§ Your tasks:
[1] Transcribe the checkers learning passage word for word, starting with "1. Teacher or" and going on through "or teacher involvement.".
[2] According to the checkers learning passage, what is the problem of how to assign credit or blame to individual moves called?

§ Passage to read:
========================================================================

1. Type of training experience:
During the design of the checker's learning system, the type of training experience available for a
learning system will have a significant effect on the success or failure of the learning.
Direct or Indirect training experience:
In the case of direct training experience, an individual board states and correct move for each
board state are given. In case of indirect training experience, the move sequences for a game and the
final result (win, lose or draw) are given for a number of games. How to assign credit or blame to
individual moves is the credit assignment problem.
1. Teacher or Not:
 Supervised: The training experience will be labelled, which means, all the board states will be
labelled with the correct move. So the learning takes place in the presence of a supervisor or a
teacher.
 Un-Supervised: The training experience will be unlabelled, which means, all the board states will not
have the moves. So the learner generates random games and plays against itself with no supervision
or teacher involvement.
 Semi-supervised: Learner generates game states and asks the teacher for help in finding the correct
move if the board state is confusing.
2. Is the training experience good:
 Do the training examples represent the distribution of examples over which the final system
performance will be measured? Performance is best when training examples and test examples are
from the same/a similar distribution.
 The checker player learns by playing against oneself. Its experience is indirect. It may not encounter
moves that are common in human expert play. Once the proper training experience is available, the
next design step will be choosing the Target Function.

2. Choosing the Target Function


When you are playing the checkers game, at any moment of time, you make a decision on choosing
the best move from different possibilities. You think and apply the learning that you have gained from the
experience. Here the learning is, for a specific board, you move a checker such that your board state tends
towards the winning situation. Now the same learning has to be defined in terms of the target function.

========================================================================

[Entries pointing to named objects]
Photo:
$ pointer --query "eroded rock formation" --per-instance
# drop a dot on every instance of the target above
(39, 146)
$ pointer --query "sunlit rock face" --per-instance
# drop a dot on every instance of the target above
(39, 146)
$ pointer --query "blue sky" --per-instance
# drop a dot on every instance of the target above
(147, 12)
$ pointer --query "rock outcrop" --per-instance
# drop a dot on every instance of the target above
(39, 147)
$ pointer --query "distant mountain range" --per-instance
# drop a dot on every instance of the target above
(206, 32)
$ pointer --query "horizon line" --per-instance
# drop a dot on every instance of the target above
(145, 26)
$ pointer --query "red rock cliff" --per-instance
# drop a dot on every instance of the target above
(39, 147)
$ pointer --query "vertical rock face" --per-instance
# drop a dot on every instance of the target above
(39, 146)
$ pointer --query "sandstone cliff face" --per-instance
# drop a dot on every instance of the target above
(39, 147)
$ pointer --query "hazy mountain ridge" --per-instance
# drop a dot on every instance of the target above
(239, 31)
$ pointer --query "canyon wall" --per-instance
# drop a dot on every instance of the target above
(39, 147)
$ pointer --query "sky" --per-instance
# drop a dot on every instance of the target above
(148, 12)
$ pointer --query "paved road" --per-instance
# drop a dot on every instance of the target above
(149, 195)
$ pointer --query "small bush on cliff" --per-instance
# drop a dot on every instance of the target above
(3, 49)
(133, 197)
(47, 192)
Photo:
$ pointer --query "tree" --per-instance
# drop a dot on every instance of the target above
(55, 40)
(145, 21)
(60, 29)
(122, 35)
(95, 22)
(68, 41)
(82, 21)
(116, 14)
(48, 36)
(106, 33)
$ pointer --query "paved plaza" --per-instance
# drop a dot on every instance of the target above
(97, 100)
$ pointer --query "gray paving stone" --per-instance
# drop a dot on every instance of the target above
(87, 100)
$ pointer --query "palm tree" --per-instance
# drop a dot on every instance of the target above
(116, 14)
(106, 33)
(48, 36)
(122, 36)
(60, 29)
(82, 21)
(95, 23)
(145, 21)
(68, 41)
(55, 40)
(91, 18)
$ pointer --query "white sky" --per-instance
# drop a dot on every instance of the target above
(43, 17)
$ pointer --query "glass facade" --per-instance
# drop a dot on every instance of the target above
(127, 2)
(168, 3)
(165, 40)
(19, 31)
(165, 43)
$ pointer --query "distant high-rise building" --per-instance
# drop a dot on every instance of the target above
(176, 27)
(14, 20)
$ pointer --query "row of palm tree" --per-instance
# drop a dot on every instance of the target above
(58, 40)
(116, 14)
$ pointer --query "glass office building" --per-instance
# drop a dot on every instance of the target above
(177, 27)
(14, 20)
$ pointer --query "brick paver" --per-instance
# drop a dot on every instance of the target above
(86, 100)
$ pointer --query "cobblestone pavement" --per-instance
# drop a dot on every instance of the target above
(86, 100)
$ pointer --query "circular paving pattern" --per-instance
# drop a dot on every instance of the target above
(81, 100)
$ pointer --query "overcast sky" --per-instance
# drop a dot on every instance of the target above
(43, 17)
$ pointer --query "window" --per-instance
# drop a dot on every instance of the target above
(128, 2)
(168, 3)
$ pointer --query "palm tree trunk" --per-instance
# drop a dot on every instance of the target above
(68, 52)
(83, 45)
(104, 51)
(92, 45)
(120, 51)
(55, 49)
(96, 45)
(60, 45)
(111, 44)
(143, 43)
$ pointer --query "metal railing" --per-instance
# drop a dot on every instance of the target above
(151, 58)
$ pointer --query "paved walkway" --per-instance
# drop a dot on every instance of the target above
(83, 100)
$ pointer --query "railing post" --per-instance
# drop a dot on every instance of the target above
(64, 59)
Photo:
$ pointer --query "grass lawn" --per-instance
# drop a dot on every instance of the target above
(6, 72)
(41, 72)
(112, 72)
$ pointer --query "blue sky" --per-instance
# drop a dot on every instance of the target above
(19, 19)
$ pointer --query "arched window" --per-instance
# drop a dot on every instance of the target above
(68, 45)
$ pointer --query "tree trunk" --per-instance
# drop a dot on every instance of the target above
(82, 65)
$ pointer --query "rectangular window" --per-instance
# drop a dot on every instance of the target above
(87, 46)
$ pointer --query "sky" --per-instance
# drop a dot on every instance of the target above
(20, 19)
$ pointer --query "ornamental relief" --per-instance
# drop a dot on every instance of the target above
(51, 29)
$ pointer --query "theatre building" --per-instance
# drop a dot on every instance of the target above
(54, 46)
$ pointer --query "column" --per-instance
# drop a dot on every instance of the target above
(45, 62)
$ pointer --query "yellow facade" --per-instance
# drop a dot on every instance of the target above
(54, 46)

========================================================================

§ Answers provided:
[1]
1. Teacher or Not:
 Supervised: The training experience will be labelled, which means, all the board states will be
labelled with the correct move. So the learning takes place in the presence of a supervisor or a
teacher.
 Un-Supervised: The training experience will be unlabelled, which means, all the board states will not
have the moves. So the learner generates random games and plays against itself with no supervision
or teacher involvement.

[2] The credit assignment problem.